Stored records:
________

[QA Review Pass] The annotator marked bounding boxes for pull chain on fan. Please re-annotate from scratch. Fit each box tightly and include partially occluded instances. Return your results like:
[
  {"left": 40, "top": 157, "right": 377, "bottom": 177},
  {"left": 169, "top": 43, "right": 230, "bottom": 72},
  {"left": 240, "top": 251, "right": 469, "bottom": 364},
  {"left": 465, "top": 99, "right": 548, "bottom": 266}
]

________

▶ THE PROBLEM
Present every line of the material above as a numbered list, omitting any blank lines.

▶ WRITTEN RESPONSE
1. [QA Review Pass] The annotator marked bounding boxes for pull chain on fan. Please re-annotate from scratch. Fit each box tightly and include partially occluded instances. Return your results like:
2. [
3.   {"left": 40, "top": 157, "right": 377, "bottom": 177},
4.   {"left": 169, "top": 43, "right": 230, "bottom": 72},
5.   {"left": 240, "top": 251, "right": 469, "bottom": 364},
6.   {"left": 465, "top": 99, "right": 548, "bottom": 266}
7. ]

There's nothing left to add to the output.